*** Records to use Section Begins ***

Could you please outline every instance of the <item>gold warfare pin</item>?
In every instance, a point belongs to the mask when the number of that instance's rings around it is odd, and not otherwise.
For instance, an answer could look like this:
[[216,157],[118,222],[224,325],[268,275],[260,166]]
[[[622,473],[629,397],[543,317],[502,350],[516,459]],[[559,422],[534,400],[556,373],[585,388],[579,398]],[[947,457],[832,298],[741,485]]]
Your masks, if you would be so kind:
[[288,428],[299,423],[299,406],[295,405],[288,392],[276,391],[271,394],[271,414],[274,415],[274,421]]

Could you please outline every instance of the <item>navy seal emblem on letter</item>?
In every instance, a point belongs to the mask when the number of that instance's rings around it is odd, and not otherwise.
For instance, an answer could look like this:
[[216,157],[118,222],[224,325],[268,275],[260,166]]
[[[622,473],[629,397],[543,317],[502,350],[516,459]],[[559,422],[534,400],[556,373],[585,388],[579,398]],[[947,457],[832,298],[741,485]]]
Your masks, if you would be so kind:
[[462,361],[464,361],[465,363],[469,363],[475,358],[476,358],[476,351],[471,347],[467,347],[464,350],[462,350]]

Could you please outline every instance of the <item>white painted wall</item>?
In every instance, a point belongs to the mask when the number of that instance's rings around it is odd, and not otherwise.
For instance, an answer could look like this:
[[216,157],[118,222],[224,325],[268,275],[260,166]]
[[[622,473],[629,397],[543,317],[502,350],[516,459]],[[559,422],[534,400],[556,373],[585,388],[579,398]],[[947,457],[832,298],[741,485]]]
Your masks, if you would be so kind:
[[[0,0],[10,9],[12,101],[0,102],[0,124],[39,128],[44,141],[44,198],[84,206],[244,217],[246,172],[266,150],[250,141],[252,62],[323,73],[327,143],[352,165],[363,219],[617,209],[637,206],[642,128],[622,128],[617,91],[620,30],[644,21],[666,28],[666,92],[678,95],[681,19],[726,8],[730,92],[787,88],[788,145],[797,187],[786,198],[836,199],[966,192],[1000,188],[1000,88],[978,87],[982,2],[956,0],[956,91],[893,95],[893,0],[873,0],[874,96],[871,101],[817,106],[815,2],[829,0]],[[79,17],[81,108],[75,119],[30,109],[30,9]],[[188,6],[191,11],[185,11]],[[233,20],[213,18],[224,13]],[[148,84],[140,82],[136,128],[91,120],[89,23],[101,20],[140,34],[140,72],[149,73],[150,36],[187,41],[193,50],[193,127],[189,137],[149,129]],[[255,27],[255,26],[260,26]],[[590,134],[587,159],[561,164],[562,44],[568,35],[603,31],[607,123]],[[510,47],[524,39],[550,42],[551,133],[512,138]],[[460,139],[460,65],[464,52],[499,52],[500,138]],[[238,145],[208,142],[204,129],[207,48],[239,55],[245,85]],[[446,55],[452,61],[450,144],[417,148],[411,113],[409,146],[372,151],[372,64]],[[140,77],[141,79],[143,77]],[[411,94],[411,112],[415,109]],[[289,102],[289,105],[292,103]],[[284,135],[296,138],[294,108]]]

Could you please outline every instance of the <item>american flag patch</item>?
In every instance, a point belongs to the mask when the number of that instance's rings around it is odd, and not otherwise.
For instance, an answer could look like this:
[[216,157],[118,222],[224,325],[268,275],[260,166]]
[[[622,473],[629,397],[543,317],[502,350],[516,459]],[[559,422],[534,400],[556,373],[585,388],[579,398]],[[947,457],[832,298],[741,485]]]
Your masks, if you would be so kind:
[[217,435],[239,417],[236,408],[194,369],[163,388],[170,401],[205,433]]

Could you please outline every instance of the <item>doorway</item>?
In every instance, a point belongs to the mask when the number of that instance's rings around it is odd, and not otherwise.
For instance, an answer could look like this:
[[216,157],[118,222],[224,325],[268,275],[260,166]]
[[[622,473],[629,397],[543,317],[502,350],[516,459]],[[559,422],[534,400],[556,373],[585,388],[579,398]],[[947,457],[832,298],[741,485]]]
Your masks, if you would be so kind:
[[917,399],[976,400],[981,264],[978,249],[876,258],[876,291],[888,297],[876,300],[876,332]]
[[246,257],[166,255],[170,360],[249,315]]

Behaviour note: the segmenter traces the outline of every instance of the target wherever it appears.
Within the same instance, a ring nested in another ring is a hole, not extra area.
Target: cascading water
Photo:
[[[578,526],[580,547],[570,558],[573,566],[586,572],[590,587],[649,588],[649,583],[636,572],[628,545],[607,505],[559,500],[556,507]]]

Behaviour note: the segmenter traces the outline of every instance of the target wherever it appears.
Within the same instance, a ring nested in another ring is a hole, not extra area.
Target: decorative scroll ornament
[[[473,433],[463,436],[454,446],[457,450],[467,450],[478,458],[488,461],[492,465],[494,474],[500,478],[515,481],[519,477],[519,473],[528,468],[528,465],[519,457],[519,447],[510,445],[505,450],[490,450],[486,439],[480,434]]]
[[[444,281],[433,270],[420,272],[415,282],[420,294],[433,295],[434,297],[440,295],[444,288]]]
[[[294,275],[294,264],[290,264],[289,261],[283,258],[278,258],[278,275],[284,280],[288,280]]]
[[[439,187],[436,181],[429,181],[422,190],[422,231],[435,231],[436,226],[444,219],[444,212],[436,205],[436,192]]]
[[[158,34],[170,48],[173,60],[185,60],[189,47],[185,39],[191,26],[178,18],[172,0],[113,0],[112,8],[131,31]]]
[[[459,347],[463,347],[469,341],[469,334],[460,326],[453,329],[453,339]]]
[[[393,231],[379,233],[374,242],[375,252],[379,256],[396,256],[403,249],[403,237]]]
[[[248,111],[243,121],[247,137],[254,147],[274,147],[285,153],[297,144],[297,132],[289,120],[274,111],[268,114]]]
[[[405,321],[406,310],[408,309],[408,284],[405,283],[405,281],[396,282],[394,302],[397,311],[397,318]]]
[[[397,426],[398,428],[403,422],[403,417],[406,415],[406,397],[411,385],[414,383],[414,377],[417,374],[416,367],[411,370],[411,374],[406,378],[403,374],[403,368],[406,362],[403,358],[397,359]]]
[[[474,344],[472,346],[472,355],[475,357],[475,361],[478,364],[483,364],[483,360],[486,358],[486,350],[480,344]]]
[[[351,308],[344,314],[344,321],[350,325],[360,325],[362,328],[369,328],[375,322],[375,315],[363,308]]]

*** Records to use Section Ends ***

Output the complete data exactly as written.

Solved exercise
Could you please outline every instance of the <item>gold warfare pin</item>?
In every instance, a point belongs to the mask when the number of that instance's rings around it is odd, and not otherwise.
For instance, an answer could look like this:
[[216,157],[118,222],[224,325],[268,275],[260,166]]
[[[622,473],[629,397],[543,317],[502,350],[516,459]],[[559,422],[534,400],[556,373],[585,388],[579,398]],[[947,457],[832,298],[741,485]]]
Your masks, if you would be so kind:
[[288,428],[299,423],[299,406],[295,405],[288,392],[276,391],[271,394],[271,414],[274,415],[274,421]]

Could you please outline every instance of the <item>navy seal emblem on letter</item>?
In every instance, a point belongs to the mask when the number of that instance's rings around it is odd, and not otherwise.
For instance, an answer could look like this:
[[216,157],[118,222],[224,325],[268,275],[260,166]]
[[[622,473],[629,397],[543,317],[502,350],[516,459]],[[559,422],[534,400],[556,373],[585,388],[579,398]],[[947,457],[832,298],[741,485]]]
Your masks, if you would be so kind:
[[462,361],[464,361],[465,363],[469,363],[475,358],[476,358],[476,351],[471,347],[467,347],[464,350],[462,350]]

Could you please outline every instance of the <item>white painted wall</item>?
In every instance, a point belongs to the mask when the number of that instance's rings around it is odd, and not otherwise.
For instance, an answer could look like this:
[[216,157],[118,222],[224,325],[268,275],[260,166]]
[[[622,473],[629,397],[543,317],[502,350],[516,459]],[[559,422],[534,400],[556,373],[585,388],[579,398]],[[947,457],[832,298],[741,485]]]
Your masks, if you would be so kind:
[[[0,0],[10,9],[12,101],[0,102],[0,124],[39,128],[44,141],[44,198],[84,206],[244,217],[246,172],[266,150],[250,141],[252,62],[323,73],[327,143],[352,165],[363,219],[617,209],[637,206],[642,128],[622,128],[617,91],[620,30],[644,21],[666,28],[666,92],[678,95],[681,19],[726,8],[730,92],[787,88],[788,145],[797,187],[786,198],[836,199],[966,192],[1000,188],[1000,88],[978,87],[982,2],[956,0],[956,91],[893,95],[893,0],[873,0],[874,96],[871,101],[817,106],[815,2],[829,0]],[[79,17],[81,108],[75,119],[30,109],[30,9]],[[188,6],[191,11],[185,11]],[[233,20],[213,18],[224,13]],[[148,84],[140,82],[136,128],[91,120],[89,23],[101,20],[140,34],[140,72],[149,73],[150,36],[187,41],[193,50],[193,127],[189,137],[149,129]],[[255,27],[255,26],[260,26]],[[590,134],[587,159],[561,164],[562,44],[568,35],[603,31],[607,123]],[[510,47],[524,39],[550,42],[551,133],[512,138]],[[460,139],[460,65],[464,52],[499,52],[500,138]],[[238,145],[208,142],[204,129],[207,48],[239,55],[245,85]],[[446,55],[452,61],[450,144],[417,148],[411,113],[409,146],[372,151],[372,64]],[[140,77],[141,79],[143,77]],[[411,94],[411,112],[415,109]],[[289,102],[289,105],[292,103]],[[284,135],[296,138],[294,108]]]

Could you please outline every instance of the <item>american flag patch</item>?
In every instance, a point belongs to the mask when the number of that instance's rings around it is odd, and not otherwise.
For instance, an answer could look like this:
[[216,157],[118,222],[224,325],[268,275],[260,166]]
[[[622,473],[629,397],[543,317],[502,350],[516,459]],[[559,422],[534,400],[556,373],[585,388],[579,398]],[[947,457],[832,298],[741,485]]]
Your masks, if you would be so kind:
[[217,435],[239,417],[236,408],[194,369],[163,388],[170,401],[205,433]]

Could you please outline every instance of the <item>doorway</item>?
In every instance, a point belongs to the mask when the number of that instance's rings around it is odd, and not otherwise.
For instance, an answer could look like this:
[[216,157],[118,222],[224,325],[268,275],[260,166]]
[[[622,473],[629,397],[543,317],[502,350],[516,459]],[[559,422],[534,400],[556,373],[585,388],[579,398]],[[947,457],[832,298],[741,485]]]
Your masks, if you would be so kind:
[[917,399],[976,400],[981,264],[978,249],[876,258],[876,291],[888,297],[876,300],[876,332]]
[[246,257],[166,255],[170,360],[249,315]]

Behaviour note: the segmenter traces the outline of every instance of the target wherever it appears.
Within the same instance, a ring nested in another ring is a hole, not extra area.
Target: cascading water
Photo:
[[[578,526],[580,547],[570,558],[573,566],[586,572],[590,587],[649,588],[649,583],[636,572],[628,545],[607,505],[559,500],[556,507]]]

Behaviour note: the segmenter traces the outline of every instance of the target wherever it appears.
Within the same instance, a ring nested in another ring is a hole, not extra area.
Target: decorative scroll ornament
[[[473,433],[463,436],[454,446],[457,450],[467,450],[478,458],[488,461],[492,465],[494,474],[500,478],[515,481],[519,477],[519,473],[528,468],[528,465],[519,457],[519,447],[510,445],[505,450],[490,450],[486,439],[480,434]]]
[[[444,281],[433,270],[420,272],[415,282],[420,294],[433,295],[434,297],[440,295],[444,288]]]
[[[294,275],[294,264],[290,264],[289,261],[283,258],[278,258],[278,275],[284,280],[288,280]]]
[[[439,187],[436,181],[429,181],[422,190],[422,231],[435,231],[436,226],[444,219],[444,212],[436,205],[436,192]]]
[[[158,34],[170,48],[173,60],[185,60],[189,47],[185,39],[191,26],[178,18],[172,0],[113,0],[112,8],[131,31]]]
[[[459,347],[463,347],[469,341],[469,334],[460,326],[453,329],[453,339]]]
[[[393,231],[379,233],[374,242],[375,252],[379,256],[396,256],[403,249],[403,237]]]
[[[248,111],[243,121],[247,137],[254,147],[274,147],[285,153],[297,144],[297,132],[289,120],[274,111],[268,114]]]
[[[405,321],[406,310],[408,309],[408,284],[405,283],[405,281],[396,282],[394,302],[397,311],[397,318]]]
[[[397,426],[398,428],[403,422],[403,417],[406,415],[406,397],[411,385],[414,383],[414,377],[417,374],[416,367],[411,370],[411,374],[406,378],[403,374],[403,368],[406,362],[403,358],[397,359]]]
[[[474,344],[472,346],[472,355],[475,357],[475,361],[478,364],[483,364],[483,360],[486,358],[486,350],[480,344]]]
[[[351,308],[344,314],[344,321],[350,325],[360,325],[362,328],[369,328],[375,322],[375,315],[363,308]]]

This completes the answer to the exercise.